Return all of the entries word for word, but omit the pictures they contain.

▸ **Input data**:
▬▬▬▬▬▬▬▬▬▬
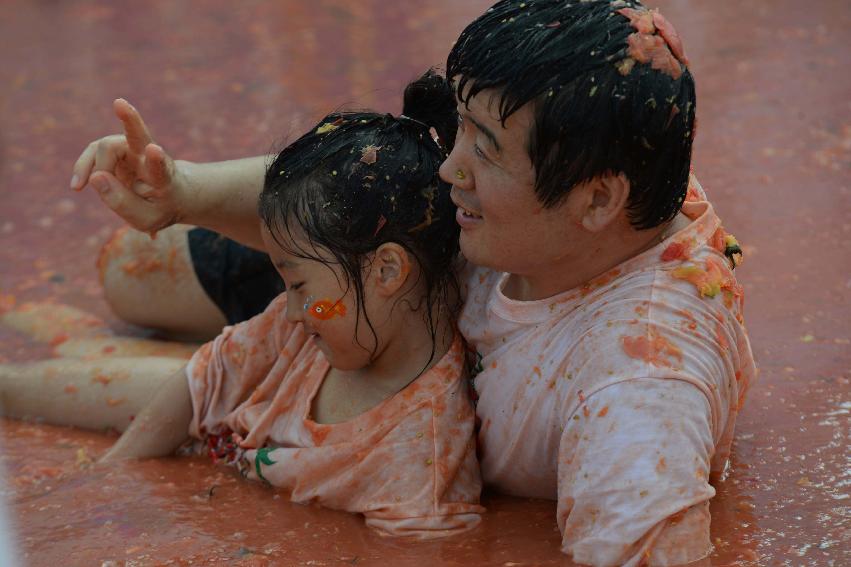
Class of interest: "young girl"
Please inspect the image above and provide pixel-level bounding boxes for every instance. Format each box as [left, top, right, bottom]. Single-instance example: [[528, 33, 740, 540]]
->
[[0, 72, 483, 537]]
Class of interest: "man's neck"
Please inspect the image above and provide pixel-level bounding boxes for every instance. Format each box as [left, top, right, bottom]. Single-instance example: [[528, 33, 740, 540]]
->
[[503, 214, 689, 301]]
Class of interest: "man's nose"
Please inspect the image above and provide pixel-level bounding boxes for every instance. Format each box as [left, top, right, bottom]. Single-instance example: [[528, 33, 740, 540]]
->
[[286, 297, 304, 323]]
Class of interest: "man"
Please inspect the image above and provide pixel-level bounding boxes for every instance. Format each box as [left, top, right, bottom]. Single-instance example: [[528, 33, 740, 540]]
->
[[72, 0, 754, 565]]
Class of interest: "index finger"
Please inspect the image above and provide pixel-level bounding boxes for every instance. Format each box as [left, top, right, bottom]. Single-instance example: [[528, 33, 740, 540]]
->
[[112, 98, 154, 155]]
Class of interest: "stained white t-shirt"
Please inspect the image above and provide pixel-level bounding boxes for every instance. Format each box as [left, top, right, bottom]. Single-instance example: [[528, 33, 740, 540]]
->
[[459, 180, 755, 565]]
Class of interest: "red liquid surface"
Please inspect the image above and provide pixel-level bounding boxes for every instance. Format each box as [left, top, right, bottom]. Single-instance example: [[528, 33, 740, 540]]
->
[[0, 0, 851, 566]]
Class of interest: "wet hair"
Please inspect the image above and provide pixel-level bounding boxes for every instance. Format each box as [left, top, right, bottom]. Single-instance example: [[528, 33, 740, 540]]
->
[[258, 70, 460, 366], [447, 0, 696, 229]]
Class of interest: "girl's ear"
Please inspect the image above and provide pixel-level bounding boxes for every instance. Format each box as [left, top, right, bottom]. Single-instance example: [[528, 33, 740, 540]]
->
[[371, 242, 411, 296]]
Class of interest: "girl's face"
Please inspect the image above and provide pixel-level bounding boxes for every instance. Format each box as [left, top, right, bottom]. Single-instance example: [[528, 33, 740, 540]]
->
[[261, 225, 387, 370]]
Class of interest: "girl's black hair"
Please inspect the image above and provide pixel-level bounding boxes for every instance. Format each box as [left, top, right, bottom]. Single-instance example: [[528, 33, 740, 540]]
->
[[447, 0, 696, 229], [258, 70, 460, 366]]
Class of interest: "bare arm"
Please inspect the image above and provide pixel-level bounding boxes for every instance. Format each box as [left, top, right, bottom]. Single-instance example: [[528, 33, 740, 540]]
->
[[101, 369, 192, 462], [71, 99, 267, 250]]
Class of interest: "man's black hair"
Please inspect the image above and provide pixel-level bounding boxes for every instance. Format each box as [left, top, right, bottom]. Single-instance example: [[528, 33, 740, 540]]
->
[[447, 0, 696, 229]]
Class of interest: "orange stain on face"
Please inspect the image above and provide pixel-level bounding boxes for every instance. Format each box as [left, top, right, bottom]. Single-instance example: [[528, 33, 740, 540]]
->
[[621, 327, 683, 368], [307, 299, 346, 321], [662, 242, 689, 262]]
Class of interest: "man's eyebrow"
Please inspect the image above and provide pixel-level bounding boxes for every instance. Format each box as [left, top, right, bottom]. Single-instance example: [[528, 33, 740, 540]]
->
[[464, 114, 502, 152]]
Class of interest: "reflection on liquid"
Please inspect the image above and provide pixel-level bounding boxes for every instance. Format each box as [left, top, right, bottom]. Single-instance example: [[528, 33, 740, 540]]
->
[[0, 0, 851, 565]]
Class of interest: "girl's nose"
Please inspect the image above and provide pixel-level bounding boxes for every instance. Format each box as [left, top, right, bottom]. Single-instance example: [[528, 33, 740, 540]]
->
[[439, 146, 473, 189], [287, 295, 304, 323]]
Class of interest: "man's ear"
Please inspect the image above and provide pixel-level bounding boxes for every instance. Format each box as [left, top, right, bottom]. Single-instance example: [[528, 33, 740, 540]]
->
[[581, 173, 629, 232], [371, 242, 411, 296]]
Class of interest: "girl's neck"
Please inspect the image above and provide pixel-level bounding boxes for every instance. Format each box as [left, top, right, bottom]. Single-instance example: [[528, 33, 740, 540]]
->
[[347, 303, 454, 395]]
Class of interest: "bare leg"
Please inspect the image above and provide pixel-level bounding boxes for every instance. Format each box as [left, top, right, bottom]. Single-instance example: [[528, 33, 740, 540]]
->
[[0, 357, 186, 431], [98, 225, 227, 340], [0, 303, 200, 360]]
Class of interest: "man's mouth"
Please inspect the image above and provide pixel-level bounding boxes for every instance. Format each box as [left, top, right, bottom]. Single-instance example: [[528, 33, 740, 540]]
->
[[458, 205, 482, 219]]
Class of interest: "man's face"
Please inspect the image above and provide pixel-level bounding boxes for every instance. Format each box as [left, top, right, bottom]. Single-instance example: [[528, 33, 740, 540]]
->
[[440, 85, 583, 276]]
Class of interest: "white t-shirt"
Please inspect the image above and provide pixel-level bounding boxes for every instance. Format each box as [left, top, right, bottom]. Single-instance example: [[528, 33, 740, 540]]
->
[[459, 180, 755, 565]]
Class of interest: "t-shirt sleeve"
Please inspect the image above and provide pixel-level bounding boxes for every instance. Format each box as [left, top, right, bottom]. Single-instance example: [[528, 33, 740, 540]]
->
[[558, 377, 715, 565], [186, 294, 296, 438], [246, 380, 484, 539]]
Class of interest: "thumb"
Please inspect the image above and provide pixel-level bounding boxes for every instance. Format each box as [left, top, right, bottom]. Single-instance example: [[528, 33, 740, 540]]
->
[[89, 171, 167, 232]]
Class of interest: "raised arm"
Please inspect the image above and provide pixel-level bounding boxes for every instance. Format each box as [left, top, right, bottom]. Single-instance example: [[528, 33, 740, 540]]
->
[[71, 99, 267, 250]]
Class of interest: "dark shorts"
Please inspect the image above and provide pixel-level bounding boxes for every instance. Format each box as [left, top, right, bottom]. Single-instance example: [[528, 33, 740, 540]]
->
[[188, 228, 285, 325]]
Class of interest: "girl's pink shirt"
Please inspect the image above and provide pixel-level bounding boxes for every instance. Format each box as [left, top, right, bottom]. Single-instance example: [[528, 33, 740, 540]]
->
[[460, 179, 755, 565], [187, 294, 484, 538]]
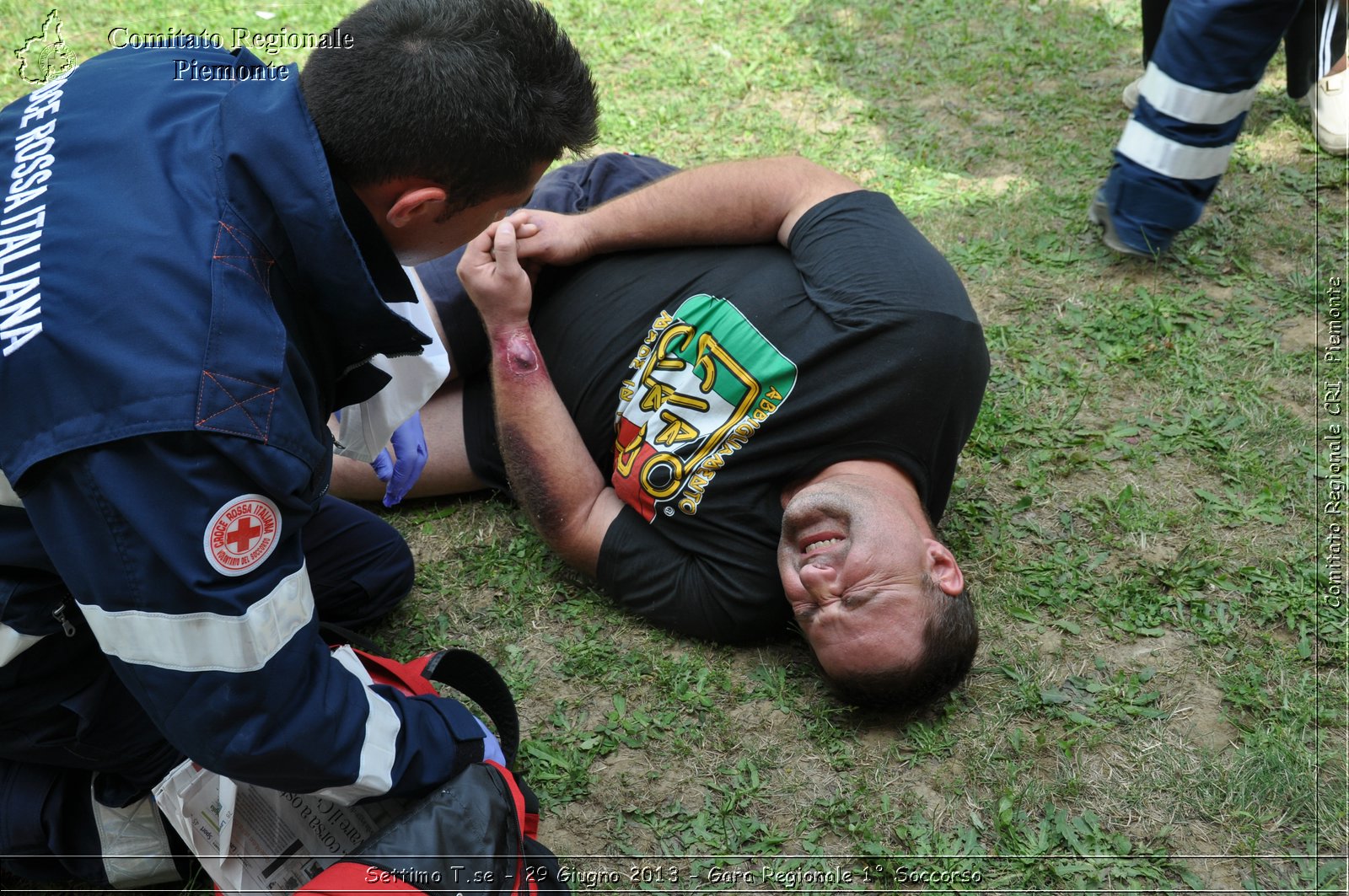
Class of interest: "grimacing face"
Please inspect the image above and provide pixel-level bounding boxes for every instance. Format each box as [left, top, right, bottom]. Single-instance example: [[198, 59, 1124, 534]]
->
[[777, 476, 954, 674]]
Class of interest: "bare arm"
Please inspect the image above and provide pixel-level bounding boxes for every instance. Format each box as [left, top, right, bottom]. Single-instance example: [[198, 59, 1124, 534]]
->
[[457, 222, 623, 575], [508, 157, 861, 265]]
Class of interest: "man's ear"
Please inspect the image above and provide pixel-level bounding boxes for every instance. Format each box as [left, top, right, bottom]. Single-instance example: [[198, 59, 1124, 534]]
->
[[384, 186, 445, 227], [924, 539, 965, 598]]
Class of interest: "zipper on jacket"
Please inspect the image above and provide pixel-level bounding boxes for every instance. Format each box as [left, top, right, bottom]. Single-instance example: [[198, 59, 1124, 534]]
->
▬▬▬▬▬▬▬▬▬▬
▸ **Response**:
Class of interest: "young girl"
Please inspect the image above and provide pixel-level bounding boxes for every instance. Format each box as [left, top, right, bottom]. Single-instance example: [[528, 33, 740, 540]]
->
[[0, 72, 483, 537]]
Class of interest: "man's neck"
Please inspect the image above and provide pixel-level bounding boxes for every instance. Format each box as [left, top, right, bottom]. Single-instance example: [[528, 33, 740, 540]]
->
[[503, 214, 689, 301]]
Class of interest: "man's nose"
Please inspect the image above and provide pixel-level bounding boxes for every instance. Format each box as [left, top, right, bottom]. Single-instance example: [[528, 33, 740, 540]]
->
[[286, 297, 304, 323]]
Class of interest: "man"
Please inspect the image above and provide pixel-level bounding boxes for every instance. Format each box as [left, top, right, bottom]. Single-instance example: [[528, 33, 740, 540]]
->
[[72, 0, 754, 565]]
Class of interest: "index finger"
Please inspect the image above and provide pixel-level bounding boxes for every instance. Format each box as [left, top, right, bottom]. Single-instance example: [[528, 33, 740, 540]]
->
[[112, 98, 154, 155]]
Class of interest: "stained white t-shirt"
Please inspect the image above and provide pixel-level bounding boxes for every instance. Format each box as [left, top, right, bottom]. Single-instance example: [[528, 33, 740, 540]]
->
[[459, 180, 755, 565]]
Class of interest: "red liquid surface"
Please inspect the image above and provide pixel-level bounding boxes for every instance. Format each box as [left, top, right, bottom]. Single-instance example: [[528, 33, 740, 540]]
->
[[0, 0, 851, 566]]
Class of interest: "wet hair"
Please inspect the image above and provide pixel-level bounding boxes for every instance. Format each box as [left, top, right, bottom]. Single-instance example: [[528, 33, 740, 540]]
->
[[258, 70, 460, 366], [447, 0, 696, 229]]
Class of interest: "girl's ear"
Please inspect the image above and provide pixel-level bounding boxes for every instance. Format each box as [left, top, right, bottom]. Single-instance example: [[528, 33, 740, 540]]
->
[[371, 242, 411, 296]]
Class of interest: "girl's face"
Please inspect the image above and provide pixel-level bounding boxes for every instance. Format each box as [left, top, right, bottom]. Single-instance example: [[528, 33, 740, 540]]
->
[[261, 225, 387, 370]]
Class of interest: "girl's black hair"
Please inspect the image above and provide pixel-level bounding boxes for every instance. Format each box as [left, top, right, bottom]. Single-instance example: [[528, 33, 740, 540]]
->
[[447, 0, 696, 229], [258, 70, 460, 366]]
Class of interest: "bare arm"
Please inspect the image above and provide pixel-level bounding boxes for every instance. Format each box as [left, top, right, bottom]. Single-instance example: [[528, 33, 740, 540]]
->
[[101, 369, 192, 462], [71, 99, 267, 250]]
Class of interest: "man's black hair"
Please inspect the image above and provide pixel-level bounding boxes for every instance. Format each box as [left, top, right, bottom]. Single-instance example: [[528, 33, 740, 540]]
->
[[447, 0, 696, 229]]
Class of interest: "orange stain on face"
Please inspect the image above and provide pixel-level bounding boxes for every instance. Format each box as [left, top, right, bottom]. Single-instance example: [[528, 33, 740, 540]]
->
[[621, 327, 683, 368], [307, 299, 346, 321], [662, 242, 689, 262]]
Class of interest: "man's eyebrow"
Please inspect the image above and provide pixel-level bounding boxes for every instance. Format each box as [left, top, right, bottom]. Single-instance example: [[528, 33, 740, 540]]
->
[[464, 114, 502, 152]]
Class of interest: "reflection on liquid"
Please inspect the image above and provide pixel-level bounding boxes for every instance. Format each box as [left, top, right, bottom]. Single-instance example: [[528, 33, 740, 540]]
->
[[0, 0, 851, 565]]
Class of interest: "girl's nose"
Please inspect the image above and provide pixel-level bounding boxes for every instance. Format each box as [left, top, right, bottom]. Single-instance example: [[528, 33, 740, 540]]
->
[[439, 146, 473, 189], [287, 295, 304, 323]]
Class of interest: "man's ear"
Please inspect the image above and provide pixel-level bounding boxes for every instance. Format each box as [left, top, right, bottom]. Single-instance example: [[528, 33, 740, 540]]
->
[[581, 173, 629, 232], [371, 242, 411, 296]]
Class of interest: "girl's neck"
Please inspect the image above and provide pixel-level bounding boxes for every instance. Format each box as [left, top, right, bottom]. Single-instance example: [[528, 33, 740, 540]]
->
[[347, 303, 454, 395]]
Class of interest: "bare leg"
Please inspect the image above and provide pixel-level bounding boxes for every instance. Format each box as [left, top, right, bottom]. Single-instance example: [[528, 33, 740, 540]]
->
[[0, 357, 186, 431], [98, 225, 227, 340], [0, 303, 200, 360]]
Class of interest: "man's mouth"
Please inspect the image above and provide pixel-level bounding boxes for every instance. Format each box as [left, top, right, bottom]. Single-instance example: [[528, 33, 740, 540]]
->
[[458, 205, 482, 219]]
Class of interest: "man's face"
Please inspect the image above and provide pixel-level bounding boxes for every instance. Format each box as [left, top, right, bottom]. Single-instance example: [[528, 33, 740, 540]]
->
[[440, 85, 583, 276]]
Class of interest: "white t-shirt"
Please inspect the image above and provide pixel-level bounding boxes for every instance. Format each box as [left, top, right, bottom]. Single-instance example: [[528, 33, 740, 540]]
->
[[459, 180, 755, 565]]
Class of interest: "t-shirt sleeve"
Please inspect the image above and provide pixel-level bounding boxes for every instance. Format each box as [left, top, right, bottom]. Single-instance example: [[528, 33, 740, 540]]
->
[[558, 377, 715, 565], [186, 294, 296, 438], [246, 380, 484, 539]]
Class of interest: "thumb"
Please inspect the image above and provide pixel-level bounding boxes for every instance. Format each box as [left, top, right, bottom]. Single-instance example: [[528, 33, 740, 540]]
->
[[89, 171, 167, 232]]
Class of interest: "raised arm"
Please inspect the image above and provide pixel-level bounding boxes for every instance. Format each box as [left, top, right, bottom]. Single-instance example: [[528, 33, 740, 540]]
->
[[71, 99, 267, 250]]
Class of interest: "dark shorts"
Please inspect the image above and provide pixel-level bounding boxes for every instance. Format each box as [left, top, right, bottom]. Single-instance example: [[528, 33, 740, 540]]
->
[[188, 228, 285, 325]]
Class of interest: "girl's pink shirt"
Please inspect the image above and provide pixel-level bounding boxes for every instance. Format each box as [left, top, right, bottom]. Single-instance example: [[528, 33, 740, 540]]
->
[[460, 179, 755, 565], [187, 294, 484, 538]]
Class of interest: "grimacing face"
Please inspect the image above and provide pixel-level bounding boxes for every instance. Format each box as [left, top, right, bottom]. Single-instance example: [[198, 59, 1124, 534]]
->
[[777, 476, 954, 674]]
Class of interest: "bare arm"
Please inspect the image above and provide pixel-level bounding boxes for every instance. Format each box as [left, top, right, bottom]. Single-instance example: [[198, 59, 1124, 534]]
->
[[457, 222, 623, 575], [508, 157, 861, 265]]
Class of interest: "man's ear"
Please inspect the image above and provide pixel-level bounding boxes for every instance. Format each box as [left, top, right, bottom]. Single-instance example: [[198, 59, 1124, 534]]
->
[[384, 186, 445, 227], [924, 539, 965, 598]]
Class of interest: "zipper on jacket"
Please inspect the image above and provide pixel-level bounding boxes for every instance. Format each box as [left, top, right, bottom]. Single-instance example: [[198, 59, 1124, 534]]
->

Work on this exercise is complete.